* **Work instructions**:
Print this span of the material below exactly: the line with "distant hill, reported", the line with "green shrub, reported", and every line between them, but nothing else.

*** Information given Section Begins ***

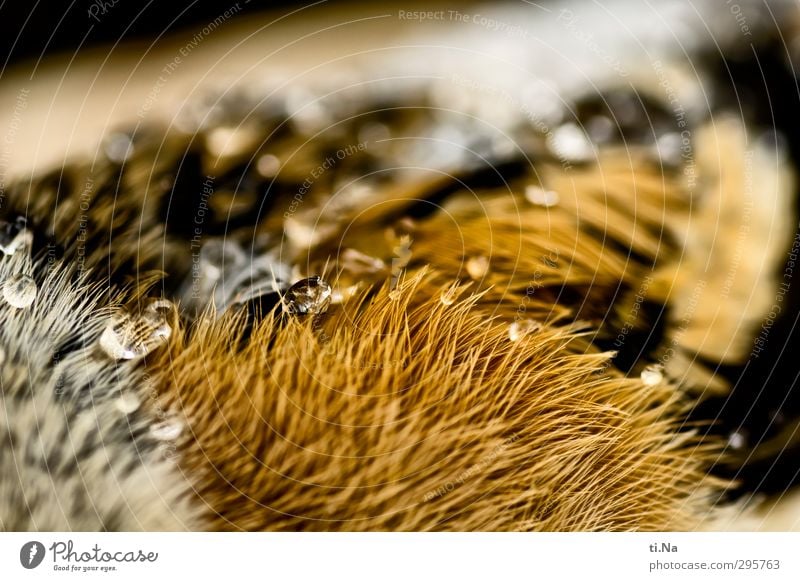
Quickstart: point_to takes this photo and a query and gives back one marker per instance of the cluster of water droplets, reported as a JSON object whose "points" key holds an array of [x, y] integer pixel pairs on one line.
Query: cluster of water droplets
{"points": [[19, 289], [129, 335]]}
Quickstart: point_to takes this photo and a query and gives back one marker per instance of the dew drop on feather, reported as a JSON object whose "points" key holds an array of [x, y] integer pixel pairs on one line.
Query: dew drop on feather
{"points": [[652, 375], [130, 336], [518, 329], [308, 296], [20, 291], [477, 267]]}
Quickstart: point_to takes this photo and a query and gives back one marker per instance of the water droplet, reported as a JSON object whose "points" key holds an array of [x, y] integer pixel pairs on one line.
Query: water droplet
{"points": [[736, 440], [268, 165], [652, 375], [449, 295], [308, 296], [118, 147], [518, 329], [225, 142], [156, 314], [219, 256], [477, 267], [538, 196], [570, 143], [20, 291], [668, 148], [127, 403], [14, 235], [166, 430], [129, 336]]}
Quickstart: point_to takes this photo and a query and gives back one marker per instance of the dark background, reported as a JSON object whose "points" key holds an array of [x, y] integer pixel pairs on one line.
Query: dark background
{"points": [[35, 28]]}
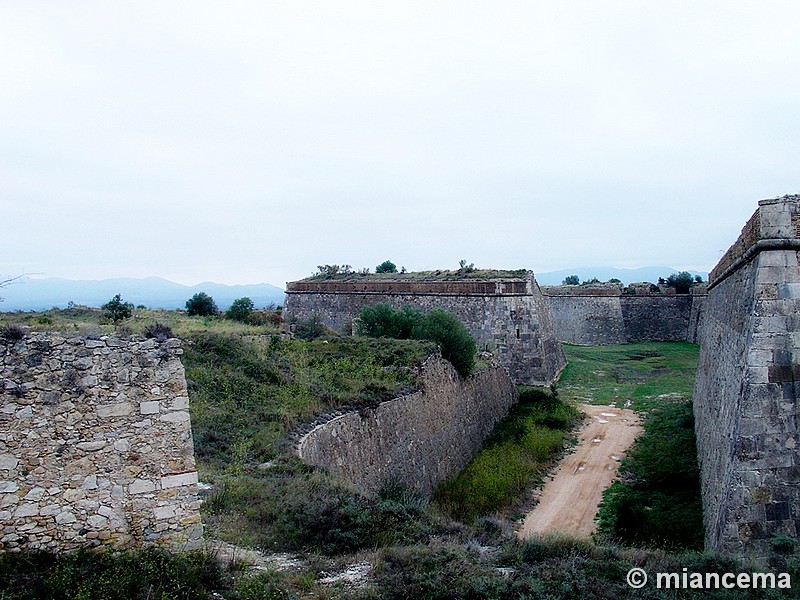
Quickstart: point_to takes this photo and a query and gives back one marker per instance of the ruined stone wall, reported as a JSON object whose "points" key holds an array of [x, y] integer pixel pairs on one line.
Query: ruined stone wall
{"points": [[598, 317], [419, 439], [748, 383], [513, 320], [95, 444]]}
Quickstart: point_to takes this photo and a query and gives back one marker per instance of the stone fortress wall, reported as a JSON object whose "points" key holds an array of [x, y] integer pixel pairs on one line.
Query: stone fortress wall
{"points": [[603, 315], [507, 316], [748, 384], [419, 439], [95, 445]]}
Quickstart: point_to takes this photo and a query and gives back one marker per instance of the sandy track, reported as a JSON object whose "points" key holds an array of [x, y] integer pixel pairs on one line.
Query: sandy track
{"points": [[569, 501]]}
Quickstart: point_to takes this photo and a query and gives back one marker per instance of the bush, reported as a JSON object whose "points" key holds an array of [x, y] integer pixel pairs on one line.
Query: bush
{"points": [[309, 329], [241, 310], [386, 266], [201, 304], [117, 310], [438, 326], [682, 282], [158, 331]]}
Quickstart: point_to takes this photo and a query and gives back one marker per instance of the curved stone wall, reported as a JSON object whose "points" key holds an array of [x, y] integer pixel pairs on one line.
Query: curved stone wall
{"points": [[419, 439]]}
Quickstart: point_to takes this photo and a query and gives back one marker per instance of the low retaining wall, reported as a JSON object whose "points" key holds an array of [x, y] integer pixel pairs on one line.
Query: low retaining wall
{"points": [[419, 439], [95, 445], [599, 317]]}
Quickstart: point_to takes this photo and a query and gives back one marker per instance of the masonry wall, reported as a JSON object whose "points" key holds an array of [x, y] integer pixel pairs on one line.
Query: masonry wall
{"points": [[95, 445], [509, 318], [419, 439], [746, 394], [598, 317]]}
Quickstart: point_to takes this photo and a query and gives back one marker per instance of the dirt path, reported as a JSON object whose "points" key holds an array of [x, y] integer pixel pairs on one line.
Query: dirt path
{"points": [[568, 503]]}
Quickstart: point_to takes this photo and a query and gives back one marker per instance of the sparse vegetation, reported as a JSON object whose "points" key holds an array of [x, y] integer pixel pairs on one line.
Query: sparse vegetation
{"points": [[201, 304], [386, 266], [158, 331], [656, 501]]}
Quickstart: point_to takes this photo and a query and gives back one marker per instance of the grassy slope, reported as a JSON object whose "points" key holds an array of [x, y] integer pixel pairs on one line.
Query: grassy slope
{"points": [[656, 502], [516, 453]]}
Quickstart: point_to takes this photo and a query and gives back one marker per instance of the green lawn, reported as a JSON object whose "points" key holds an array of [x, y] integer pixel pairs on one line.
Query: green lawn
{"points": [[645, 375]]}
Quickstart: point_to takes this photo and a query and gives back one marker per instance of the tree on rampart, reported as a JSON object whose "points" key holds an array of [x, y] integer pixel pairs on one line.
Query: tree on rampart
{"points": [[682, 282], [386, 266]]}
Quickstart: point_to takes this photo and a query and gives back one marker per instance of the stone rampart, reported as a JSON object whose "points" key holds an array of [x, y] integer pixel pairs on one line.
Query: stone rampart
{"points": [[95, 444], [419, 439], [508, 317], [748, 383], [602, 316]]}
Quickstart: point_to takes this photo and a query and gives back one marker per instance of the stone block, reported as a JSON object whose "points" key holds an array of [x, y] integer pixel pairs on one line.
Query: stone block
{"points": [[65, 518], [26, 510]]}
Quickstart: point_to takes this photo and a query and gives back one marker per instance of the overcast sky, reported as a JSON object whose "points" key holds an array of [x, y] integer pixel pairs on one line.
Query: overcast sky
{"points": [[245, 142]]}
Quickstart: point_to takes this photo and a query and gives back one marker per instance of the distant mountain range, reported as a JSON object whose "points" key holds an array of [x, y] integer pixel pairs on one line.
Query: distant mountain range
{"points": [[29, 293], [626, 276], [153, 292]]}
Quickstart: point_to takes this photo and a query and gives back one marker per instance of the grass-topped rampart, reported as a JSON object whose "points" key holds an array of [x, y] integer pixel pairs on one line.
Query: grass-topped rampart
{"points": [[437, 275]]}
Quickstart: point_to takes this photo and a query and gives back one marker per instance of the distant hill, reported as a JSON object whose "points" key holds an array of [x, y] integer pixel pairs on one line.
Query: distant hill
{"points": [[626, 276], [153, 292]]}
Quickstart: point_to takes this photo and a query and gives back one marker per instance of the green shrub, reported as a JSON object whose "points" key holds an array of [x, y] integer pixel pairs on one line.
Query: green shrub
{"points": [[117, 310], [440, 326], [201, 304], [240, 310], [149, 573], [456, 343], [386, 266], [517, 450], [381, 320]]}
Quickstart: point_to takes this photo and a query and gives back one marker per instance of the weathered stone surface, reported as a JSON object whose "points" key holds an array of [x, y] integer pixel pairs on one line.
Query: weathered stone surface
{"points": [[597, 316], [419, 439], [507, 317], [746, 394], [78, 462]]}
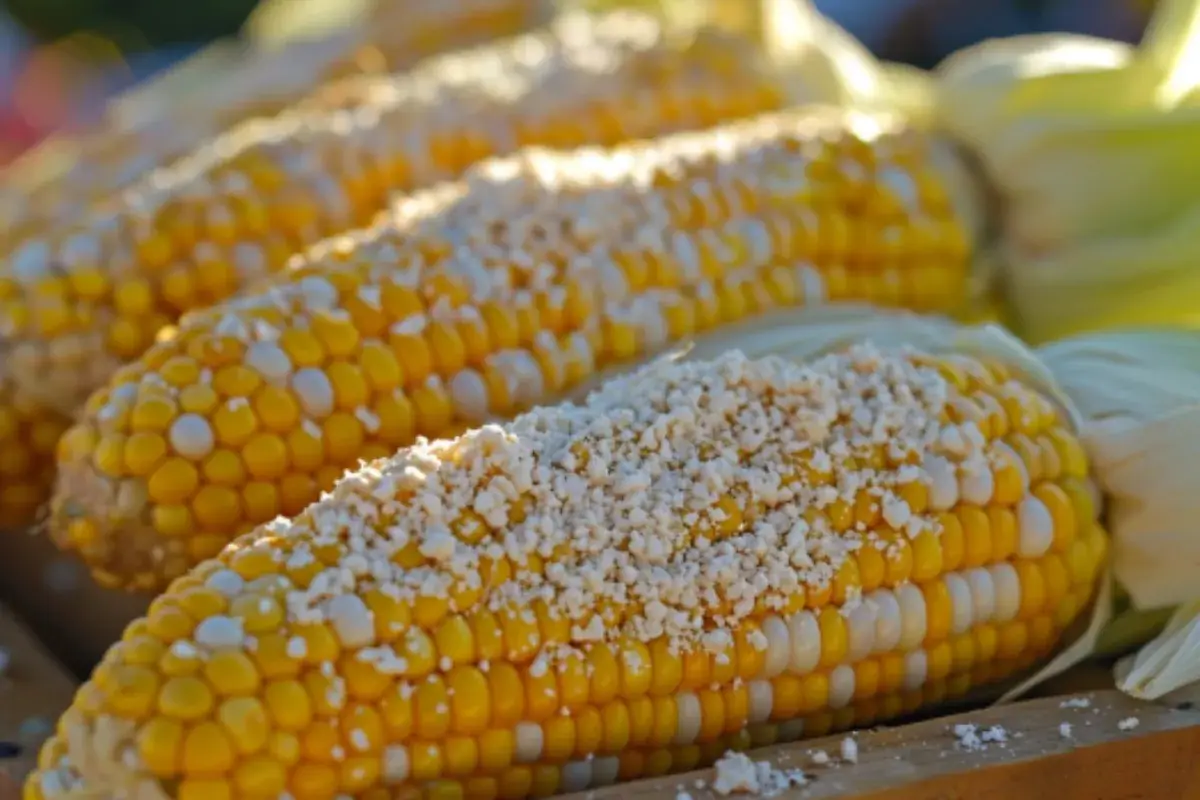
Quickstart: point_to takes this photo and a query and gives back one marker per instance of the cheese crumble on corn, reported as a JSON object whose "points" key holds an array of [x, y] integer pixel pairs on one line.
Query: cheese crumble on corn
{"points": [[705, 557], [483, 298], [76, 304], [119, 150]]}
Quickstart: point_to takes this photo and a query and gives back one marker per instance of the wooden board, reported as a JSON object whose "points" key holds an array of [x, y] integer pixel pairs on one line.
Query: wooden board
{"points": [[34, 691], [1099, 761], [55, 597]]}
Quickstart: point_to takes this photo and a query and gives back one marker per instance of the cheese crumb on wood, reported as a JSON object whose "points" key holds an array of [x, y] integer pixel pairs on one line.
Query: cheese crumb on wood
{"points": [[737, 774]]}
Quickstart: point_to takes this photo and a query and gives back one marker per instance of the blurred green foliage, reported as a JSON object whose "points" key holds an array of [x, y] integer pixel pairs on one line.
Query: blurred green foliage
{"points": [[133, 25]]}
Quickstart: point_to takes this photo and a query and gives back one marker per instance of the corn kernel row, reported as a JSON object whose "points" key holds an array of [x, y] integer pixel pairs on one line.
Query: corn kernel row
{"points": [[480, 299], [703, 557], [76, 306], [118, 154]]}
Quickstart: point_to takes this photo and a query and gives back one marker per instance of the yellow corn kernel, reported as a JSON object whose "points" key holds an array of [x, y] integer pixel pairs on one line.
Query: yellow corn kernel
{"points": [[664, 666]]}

*** Information given Section Ends ***

* **Task solution**:
Quickstart: point_to takes this photo and a query and gives back one marker per instance of the distant hill, reported as a JSON object whose "points" key holds an array of [x, y] integer pixel pairs on one line.
Query: distant hill
{"points": [[626, 276], [153, 292]]}
Quickstart: point_to takes this photo and a query and gives back one marker per instance of the green shrub, reported as a JSON object whose "points" key holds an array of [x, y] integer pixel pairs on one line.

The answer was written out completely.